• [TEXTO DE APOIO]:
Um estudo publicado em 2008 no Journal Sleep, da Associação Americana de Distúrbios do Sono, apontou que indivíduos que sofriam de insônia primária – tipo caracterizado pela demora em pegar no sono – tinham uma redução de 30% nos níveis do Gaba. O Gaba é fabricado pelo próprio organismo, mas sua síntese acontece sob o efeito da vitamina B6, um indicador de que cuidar da alimentação também pode ajudar. Outro aminoácido envolvido na produção de serotonina – neurotransmissor cuja falta está relacionada à ansiedade e outros transtornos do humor – é o L-triptofano, encontrado em alimentos ricos em proteínas como carne, peixes e laticínios.

Só que em alguns casos, que apenas os médicos podem determinar, não tem jeito: é preciso tomar remédio. A boa notícia é que cada vez menos os especialistas prescrevem os tais tarja-preta tão famosos há alguns anos. “Eles têm alto poder indutor de dependência e tolerância”, explica o biólogo Ricardo Tabach, pesquisador do Centro de Informações sobre Drogras Psicotrópicas da Universidade de São Paulo (Unifesp). “Também provocam uma série de efeitos colaterais, como amnésia anterógrada, [a pessoa esquece fatos recentes] dependência, síndrome de abstinência e prejuízo das funções psicomotoras. Por isso, seu custo-benefício é, por vezes, questionado”, completa.

Isso explica por que a ciência tem se voltado às investigações das plantas medicinais – e feito descobertas animadoras. A Valeriana officinalis é uma das mais estudadas. Seu poder de controlar os nervos, reduzir a ansiedade e induzir o sono deve-se à presença de um componente chamado ácido valerênico. “Alguns trabalhos indicam que seus compostos atuariam nos receptores de serotonina e Gaba”, explica Ricardo Tabach, da Unifesp. Nos medicamentos fitoterápicos destinados ao tratamento de insônia, a planta normalmente é usada em associação com outras de efeito semelhante, como o Húmulus lupulus (o lúpulo da cerveja), a Melissa officinalis (melissa) e a Passiflora incarnata (maracujá).

Essa última já é, aliás, muitíssimo usada pela indústria farmacêutica. “Ela contém flavonoides que também atuam no sistema nervoso central nos mesmos locais de ação dos medicamentos sintéticos, ou seja, nos receptores Gaba”, explica Tabach. Mas, ao contrário do que diz a cultura popular, não é o suco de maracujá – delicioso por sinal – que provoca sonolência e tranquilidade nas pessoas. É nas folhas que os flavonoides se concentram.

• [EXERCÍCIOS A RESOLVER]:
**1)** De acordo com o texto sobre insônia, qual foi a redução nos níveis do Gaba observada em indivíduos com insônia primária?
**2)** Indique se cada afirmação concorda com o texto sobre insônia, respondendo sim ou não e citando as palavras do texto que decidem a questão: (a) O Gaba é produzido pelo próprio organismo. (b) Os especialistas prescrevem cada vez mais os remédios tarja-preta. (c) Os flavonoides do maracujá concentram-se no suco da fruta.
**3)** Redija a parte seguinte do texto sobre insônia, prosseguindo a partir de sua última frase.
Os dados não têm relação alguma com esta atividade.

• [DADOS LISTADOS]:
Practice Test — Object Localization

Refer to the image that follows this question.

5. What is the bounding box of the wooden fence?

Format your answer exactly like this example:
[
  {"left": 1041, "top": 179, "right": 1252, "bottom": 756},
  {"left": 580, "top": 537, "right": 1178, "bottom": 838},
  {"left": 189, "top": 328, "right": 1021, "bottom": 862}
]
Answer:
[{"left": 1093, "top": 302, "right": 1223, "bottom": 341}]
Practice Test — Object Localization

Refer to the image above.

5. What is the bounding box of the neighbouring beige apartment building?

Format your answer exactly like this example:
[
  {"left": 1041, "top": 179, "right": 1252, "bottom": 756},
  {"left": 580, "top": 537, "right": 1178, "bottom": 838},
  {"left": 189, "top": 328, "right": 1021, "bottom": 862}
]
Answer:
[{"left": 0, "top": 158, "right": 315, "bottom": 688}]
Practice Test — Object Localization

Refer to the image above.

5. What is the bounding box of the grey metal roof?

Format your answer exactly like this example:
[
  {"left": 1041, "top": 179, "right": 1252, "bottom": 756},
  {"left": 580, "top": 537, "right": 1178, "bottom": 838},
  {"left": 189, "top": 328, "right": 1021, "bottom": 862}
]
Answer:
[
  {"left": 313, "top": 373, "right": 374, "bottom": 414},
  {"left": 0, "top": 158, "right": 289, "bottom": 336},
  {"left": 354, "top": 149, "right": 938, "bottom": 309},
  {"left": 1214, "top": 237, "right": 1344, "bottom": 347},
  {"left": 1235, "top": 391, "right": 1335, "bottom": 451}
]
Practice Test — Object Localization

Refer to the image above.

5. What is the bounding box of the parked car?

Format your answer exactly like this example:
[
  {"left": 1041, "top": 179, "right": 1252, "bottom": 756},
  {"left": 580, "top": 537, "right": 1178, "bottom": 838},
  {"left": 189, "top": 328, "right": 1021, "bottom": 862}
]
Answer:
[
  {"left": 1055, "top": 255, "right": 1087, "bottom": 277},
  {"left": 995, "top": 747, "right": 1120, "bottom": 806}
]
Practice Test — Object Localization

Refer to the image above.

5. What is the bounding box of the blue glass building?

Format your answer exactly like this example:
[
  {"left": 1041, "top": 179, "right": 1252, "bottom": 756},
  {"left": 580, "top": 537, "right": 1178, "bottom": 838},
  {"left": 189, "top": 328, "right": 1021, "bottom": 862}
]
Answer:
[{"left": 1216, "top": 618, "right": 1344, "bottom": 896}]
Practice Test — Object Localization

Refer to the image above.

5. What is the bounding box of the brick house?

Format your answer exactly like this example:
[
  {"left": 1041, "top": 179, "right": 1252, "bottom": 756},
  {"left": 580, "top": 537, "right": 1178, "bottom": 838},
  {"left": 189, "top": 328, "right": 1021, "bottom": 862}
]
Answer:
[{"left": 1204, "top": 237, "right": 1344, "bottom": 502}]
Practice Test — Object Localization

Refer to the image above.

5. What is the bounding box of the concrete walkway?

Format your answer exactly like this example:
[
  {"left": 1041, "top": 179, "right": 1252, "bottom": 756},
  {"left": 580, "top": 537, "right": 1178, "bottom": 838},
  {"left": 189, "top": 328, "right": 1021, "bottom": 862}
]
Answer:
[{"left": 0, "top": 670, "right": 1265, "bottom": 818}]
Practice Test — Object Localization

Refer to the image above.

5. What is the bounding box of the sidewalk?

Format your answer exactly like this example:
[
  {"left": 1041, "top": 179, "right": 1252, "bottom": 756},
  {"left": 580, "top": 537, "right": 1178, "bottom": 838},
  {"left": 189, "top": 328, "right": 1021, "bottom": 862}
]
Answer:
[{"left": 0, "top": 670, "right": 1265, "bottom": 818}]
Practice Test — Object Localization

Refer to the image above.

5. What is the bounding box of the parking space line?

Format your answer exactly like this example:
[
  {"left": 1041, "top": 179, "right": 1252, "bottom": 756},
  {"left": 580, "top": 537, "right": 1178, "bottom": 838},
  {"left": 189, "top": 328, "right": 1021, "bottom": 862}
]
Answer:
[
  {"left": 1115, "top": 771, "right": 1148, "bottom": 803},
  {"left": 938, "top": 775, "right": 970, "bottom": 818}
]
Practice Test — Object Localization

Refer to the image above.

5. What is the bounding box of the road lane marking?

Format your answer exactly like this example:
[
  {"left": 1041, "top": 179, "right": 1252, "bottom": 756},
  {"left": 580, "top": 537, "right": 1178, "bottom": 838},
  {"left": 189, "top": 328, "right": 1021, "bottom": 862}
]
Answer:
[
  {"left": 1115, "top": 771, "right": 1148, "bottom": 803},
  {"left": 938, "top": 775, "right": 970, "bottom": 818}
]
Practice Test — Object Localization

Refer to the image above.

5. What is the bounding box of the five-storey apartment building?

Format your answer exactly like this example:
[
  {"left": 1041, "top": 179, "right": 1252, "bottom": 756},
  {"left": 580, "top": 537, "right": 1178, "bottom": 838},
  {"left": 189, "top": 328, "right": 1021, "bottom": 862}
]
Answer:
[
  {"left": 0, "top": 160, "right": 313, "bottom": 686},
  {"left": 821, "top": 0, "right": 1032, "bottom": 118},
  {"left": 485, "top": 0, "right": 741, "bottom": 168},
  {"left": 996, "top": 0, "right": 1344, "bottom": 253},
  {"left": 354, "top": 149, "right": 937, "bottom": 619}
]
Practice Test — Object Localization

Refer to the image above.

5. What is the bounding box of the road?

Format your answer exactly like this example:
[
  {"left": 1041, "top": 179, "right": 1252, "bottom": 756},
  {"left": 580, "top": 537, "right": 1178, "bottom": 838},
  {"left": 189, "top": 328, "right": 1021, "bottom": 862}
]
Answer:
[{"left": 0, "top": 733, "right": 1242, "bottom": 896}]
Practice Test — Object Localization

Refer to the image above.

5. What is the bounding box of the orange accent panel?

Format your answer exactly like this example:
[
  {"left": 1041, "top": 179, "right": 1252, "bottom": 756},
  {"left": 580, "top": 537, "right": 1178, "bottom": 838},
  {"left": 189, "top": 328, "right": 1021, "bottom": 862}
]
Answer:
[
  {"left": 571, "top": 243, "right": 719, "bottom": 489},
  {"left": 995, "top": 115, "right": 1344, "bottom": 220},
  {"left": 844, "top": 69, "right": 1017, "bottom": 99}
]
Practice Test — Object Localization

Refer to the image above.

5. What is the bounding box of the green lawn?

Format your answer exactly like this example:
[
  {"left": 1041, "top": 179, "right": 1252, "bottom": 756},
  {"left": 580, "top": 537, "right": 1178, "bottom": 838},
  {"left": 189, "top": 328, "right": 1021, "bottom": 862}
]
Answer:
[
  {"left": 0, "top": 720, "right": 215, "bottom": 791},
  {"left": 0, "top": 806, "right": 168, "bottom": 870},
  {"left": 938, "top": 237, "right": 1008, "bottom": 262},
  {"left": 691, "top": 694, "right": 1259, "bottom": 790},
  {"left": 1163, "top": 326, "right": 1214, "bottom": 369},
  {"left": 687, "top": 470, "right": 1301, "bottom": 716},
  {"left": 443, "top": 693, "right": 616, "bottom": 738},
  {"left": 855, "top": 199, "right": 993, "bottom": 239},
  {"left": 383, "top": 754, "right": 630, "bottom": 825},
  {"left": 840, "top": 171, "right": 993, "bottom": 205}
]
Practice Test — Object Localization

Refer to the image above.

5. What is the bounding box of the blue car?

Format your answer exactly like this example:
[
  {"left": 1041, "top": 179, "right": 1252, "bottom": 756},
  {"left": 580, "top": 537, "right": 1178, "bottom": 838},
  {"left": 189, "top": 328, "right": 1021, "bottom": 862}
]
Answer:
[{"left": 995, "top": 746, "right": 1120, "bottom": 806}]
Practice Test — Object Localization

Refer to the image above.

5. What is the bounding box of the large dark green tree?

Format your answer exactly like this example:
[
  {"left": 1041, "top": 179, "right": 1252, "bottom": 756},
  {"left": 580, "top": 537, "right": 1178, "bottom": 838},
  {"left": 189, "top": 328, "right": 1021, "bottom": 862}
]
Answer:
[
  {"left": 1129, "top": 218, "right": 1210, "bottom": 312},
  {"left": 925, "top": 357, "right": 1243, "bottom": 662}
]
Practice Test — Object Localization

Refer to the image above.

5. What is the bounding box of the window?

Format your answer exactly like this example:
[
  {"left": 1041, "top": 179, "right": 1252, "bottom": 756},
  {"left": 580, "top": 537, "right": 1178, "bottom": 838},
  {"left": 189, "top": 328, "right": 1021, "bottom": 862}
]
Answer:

• [RESPOSTAS REDIGIDAS]:
**1)** Uma redução de 30%.

**2)**
(a) Sim: “O Gaba é fabricado pelo próprio organismo”.
(b) Não: “cada vez menos os especialistas prescrevem os tais tarja-preta”.
(c) Não: “É nas folhas que os flavonoides se concentram.”

**3)**
VALERIANA Ela tem a força
Em latim a palavra valeriana significa “ter força”. E olha que isso ela tem mesmo. Usada terapeuticamente desde os tempos greco-romanos, a valeriana tem efeito sedativo comparado, segundo alguns autores, aos efeitos de pequenas doses do benzodiazepínico Diazepam. Há também observações que indicam uma melhora da qualidade do sono na fase REM, importantíssima para a memória. Existem 150 espécies, mas apenas seis têm finalidade medicinal. Por isso, nada de sair colhendo a planta por aí. O exemplar do seu jardim pode não ser da espécie medicinal. Atualmente a valeriana é um dos fitomedicamentos mais prescritos pelos médicos, sendo recomendada para o tratamento de distúrbios do sono associados à ansiedade.

PASSIFLORA Pro dia nascer feliz
O gênero Passiflora possui cerca de 500 espécies, sendo a Passiflora incarnata uma das mais conhecidas. Descoberta em 1569 no Peru, foi introduzida na medicina em 1840, segundo o American Journal of Pharmacy. Entre os diversos usos da planta, destacam-se os efeitos ansiolíticos e sedativos, que têm sido confirmados emnumerosos trabalhos científicos. Um estudo americano descobriu que a passiflora tem efeito similar ao medicamento benzodiazepínico Oxazepam no tratamento da ansiedade, mas com menos efeitos colaterais no dia seguinte. Há poucos casos descritos de reações adversas como náuseas, vômitos, taquicardia e sonolência.

FAXINA NOS HÁBITOS  Os 10 mandamentos para uma boa noite de sono
1 Tenha um horário regular para dormir e despertar.
2 Vá para a cama somente na hora de dormir.
3 Cuide para que o quarto esteja livre de luz e barulho.
4 Não beba álcool perto da hora de dormir.
5 Não tome remédios para dormir sem orientação médica.
6 Não exagere no café, chá e refrigerante.
7 Atividade física é ótimo, mas não perto da hora de dormir.
8 Coma moderadamente no jantar e não deixe a refeição para muito tarde.
9 Tente não levar problemas para a cama.
10 Faça atividades relaxantes após o jantar, como meditar ou ouvir música suave.